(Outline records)

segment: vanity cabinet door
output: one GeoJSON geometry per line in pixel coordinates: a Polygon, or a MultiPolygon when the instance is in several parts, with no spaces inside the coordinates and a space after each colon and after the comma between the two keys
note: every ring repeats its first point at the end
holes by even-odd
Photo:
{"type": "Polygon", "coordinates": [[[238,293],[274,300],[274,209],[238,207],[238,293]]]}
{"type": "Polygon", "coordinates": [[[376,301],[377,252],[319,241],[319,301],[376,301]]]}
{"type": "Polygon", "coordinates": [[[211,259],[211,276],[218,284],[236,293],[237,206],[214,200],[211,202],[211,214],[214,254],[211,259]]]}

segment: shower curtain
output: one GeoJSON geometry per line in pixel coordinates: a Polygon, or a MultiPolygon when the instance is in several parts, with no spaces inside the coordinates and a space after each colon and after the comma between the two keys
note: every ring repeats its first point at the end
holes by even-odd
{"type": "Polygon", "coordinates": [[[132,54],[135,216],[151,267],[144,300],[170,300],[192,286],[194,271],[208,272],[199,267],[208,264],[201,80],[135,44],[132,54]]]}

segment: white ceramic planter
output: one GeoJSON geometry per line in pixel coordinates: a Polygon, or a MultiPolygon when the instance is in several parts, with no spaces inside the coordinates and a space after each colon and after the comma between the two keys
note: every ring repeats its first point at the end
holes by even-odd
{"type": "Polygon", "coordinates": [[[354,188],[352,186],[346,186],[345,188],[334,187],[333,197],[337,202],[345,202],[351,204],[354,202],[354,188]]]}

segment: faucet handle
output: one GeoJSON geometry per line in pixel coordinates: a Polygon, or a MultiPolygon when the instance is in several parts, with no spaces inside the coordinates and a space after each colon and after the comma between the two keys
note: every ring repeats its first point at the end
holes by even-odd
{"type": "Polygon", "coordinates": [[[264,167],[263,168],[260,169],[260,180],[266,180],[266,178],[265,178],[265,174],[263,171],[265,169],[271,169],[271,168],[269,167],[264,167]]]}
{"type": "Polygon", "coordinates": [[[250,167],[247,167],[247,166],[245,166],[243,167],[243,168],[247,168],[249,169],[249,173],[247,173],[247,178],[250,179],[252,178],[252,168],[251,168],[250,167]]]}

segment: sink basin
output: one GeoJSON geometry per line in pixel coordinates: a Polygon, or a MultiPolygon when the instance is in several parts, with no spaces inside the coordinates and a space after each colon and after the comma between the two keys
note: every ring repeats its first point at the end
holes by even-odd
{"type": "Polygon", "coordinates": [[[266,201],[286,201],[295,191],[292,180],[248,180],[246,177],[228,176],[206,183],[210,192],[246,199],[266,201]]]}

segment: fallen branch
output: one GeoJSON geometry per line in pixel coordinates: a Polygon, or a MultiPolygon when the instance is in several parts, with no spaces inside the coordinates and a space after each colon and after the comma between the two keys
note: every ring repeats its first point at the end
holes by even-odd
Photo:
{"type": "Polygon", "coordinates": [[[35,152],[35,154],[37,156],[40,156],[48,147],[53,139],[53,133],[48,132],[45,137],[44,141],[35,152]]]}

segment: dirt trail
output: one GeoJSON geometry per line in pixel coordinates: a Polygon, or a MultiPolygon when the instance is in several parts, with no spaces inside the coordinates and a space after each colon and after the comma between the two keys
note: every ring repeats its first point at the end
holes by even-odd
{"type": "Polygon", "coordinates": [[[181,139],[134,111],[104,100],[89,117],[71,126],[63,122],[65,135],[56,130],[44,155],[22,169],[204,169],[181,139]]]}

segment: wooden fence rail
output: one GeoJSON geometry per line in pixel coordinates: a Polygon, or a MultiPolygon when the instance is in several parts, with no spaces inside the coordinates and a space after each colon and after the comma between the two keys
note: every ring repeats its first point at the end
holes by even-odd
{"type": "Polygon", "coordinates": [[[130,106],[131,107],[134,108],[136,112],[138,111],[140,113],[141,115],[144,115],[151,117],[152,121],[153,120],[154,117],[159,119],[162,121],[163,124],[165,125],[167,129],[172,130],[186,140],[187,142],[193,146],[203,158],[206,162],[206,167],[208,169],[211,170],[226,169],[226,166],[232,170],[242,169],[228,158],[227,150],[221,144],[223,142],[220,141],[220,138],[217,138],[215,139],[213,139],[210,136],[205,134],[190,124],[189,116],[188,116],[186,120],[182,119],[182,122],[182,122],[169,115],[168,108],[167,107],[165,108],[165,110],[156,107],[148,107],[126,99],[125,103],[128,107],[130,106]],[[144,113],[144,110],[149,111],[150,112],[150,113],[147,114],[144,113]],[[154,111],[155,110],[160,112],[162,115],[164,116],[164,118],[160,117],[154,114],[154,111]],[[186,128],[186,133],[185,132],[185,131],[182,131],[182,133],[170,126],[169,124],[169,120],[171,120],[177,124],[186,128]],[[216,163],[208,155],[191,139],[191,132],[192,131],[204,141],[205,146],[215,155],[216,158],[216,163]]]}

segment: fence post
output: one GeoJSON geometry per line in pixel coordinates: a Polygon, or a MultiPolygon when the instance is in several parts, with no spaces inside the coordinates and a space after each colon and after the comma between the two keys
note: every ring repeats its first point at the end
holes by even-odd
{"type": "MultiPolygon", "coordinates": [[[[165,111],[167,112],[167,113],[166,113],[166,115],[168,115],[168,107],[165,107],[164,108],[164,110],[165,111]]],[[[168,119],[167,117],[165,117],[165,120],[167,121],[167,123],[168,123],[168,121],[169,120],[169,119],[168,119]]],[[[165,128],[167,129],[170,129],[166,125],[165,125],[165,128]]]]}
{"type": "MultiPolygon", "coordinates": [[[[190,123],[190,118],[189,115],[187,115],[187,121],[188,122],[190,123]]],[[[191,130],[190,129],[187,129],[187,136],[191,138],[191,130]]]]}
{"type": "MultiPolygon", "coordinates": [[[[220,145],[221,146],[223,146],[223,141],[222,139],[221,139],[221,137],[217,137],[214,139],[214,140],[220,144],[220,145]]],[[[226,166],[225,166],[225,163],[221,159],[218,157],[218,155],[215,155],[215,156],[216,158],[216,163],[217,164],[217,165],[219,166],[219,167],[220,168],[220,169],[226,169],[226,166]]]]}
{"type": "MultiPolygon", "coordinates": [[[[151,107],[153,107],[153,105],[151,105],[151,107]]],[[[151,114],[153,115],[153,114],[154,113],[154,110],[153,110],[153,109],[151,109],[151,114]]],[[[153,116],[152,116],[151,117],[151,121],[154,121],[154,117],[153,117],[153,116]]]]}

» **Task instructions**:
Report every line of the data above that contains the string "segment", matching case.

» **Task output**:
segment: vanity cabinet door
segment: shower curtain
segment: white ceramic planter
segment: faucet handle
segment: sink basin
segment: fallen branch
segment: dirt trail
segment: wooden fence rail
segment: fence post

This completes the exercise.